DATA TO USE below:

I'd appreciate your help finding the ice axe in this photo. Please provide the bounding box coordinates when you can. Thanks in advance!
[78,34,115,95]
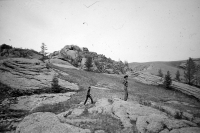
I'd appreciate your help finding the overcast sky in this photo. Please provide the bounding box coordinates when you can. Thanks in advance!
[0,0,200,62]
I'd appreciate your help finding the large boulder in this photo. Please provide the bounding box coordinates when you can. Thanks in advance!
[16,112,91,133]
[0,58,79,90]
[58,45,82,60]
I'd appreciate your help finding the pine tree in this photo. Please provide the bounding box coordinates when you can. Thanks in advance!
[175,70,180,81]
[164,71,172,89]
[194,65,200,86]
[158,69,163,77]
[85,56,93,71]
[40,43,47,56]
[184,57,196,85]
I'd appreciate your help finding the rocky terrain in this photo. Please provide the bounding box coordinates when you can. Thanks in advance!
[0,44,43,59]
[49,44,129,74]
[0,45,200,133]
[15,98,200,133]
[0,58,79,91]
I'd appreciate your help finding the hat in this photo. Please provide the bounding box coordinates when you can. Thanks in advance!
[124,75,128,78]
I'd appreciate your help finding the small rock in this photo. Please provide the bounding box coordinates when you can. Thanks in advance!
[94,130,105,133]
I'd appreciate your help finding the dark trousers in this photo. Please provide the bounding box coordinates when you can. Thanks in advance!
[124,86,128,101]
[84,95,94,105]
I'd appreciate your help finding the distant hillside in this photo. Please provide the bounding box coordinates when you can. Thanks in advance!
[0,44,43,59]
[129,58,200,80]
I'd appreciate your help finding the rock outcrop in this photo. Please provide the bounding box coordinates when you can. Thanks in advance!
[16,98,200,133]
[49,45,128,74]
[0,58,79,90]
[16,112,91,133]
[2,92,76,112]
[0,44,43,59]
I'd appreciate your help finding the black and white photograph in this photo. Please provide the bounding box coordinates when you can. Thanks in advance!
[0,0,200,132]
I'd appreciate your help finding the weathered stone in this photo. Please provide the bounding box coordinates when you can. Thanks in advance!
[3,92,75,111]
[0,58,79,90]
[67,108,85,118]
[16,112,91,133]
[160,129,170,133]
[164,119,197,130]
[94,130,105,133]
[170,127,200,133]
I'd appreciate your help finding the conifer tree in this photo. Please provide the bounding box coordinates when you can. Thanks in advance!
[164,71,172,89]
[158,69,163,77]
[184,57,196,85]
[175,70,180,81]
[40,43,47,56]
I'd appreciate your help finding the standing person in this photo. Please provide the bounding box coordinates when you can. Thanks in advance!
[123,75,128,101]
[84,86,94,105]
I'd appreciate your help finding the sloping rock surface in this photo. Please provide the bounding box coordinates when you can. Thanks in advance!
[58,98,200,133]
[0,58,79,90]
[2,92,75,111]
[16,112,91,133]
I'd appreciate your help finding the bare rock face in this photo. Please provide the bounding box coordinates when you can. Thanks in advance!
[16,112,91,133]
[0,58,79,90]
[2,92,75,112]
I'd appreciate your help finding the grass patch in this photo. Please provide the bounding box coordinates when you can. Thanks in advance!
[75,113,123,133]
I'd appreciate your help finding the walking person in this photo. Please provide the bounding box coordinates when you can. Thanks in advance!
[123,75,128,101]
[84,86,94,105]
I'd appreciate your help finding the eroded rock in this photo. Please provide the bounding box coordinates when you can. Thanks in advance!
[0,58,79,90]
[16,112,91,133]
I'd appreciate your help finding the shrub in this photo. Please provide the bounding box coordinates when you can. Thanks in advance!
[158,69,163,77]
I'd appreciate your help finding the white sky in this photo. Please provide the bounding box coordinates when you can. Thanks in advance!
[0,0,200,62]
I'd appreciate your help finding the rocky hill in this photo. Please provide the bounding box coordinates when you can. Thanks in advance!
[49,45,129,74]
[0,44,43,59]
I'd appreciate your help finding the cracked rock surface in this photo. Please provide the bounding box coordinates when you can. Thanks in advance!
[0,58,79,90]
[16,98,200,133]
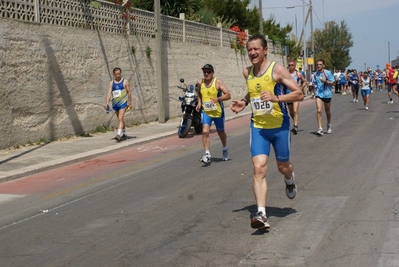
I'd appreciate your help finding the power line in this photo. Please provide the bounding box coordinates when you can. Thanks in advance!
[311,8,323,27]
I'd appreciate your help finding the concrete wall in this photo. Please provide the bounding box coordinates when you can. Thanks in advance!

End of DATA TO USE.

EXERCISE DIRECTIONS: Reproduce, exactly and with no pictures, the lines from the line containing "I'd appreciate your help finding the white" through the closing line of the data above, keeping both ends.

WORKED SOLUTION:
I'd appreciate your help finding the white sky in this photo. Please provide the bounding box coordinates when you can. Thanks in advance!
[0,0,200,62]
I'd appreciate your help finding the rocky hill in this photo. Please provide the bounding box coordinates when you can. Thanks in advance!
[49,45,129,74]
[0,44,43,59]
I'd appreciate your help finding the cracked rock surface in this photo. Please provide the bounding box coordinates when you can. Thanks in advance!
[0,58,79,90]
[16,98,200,133]
I'd appreciate your help finding the power line in this photo. Please provide the bounding box coordinates when you can. Thanks in advance!
[311,8,323,27]
I'd appreciate your help finding the concrete wall in this photo. Please provide the bounding box coordinates when you can. Thanks in advance!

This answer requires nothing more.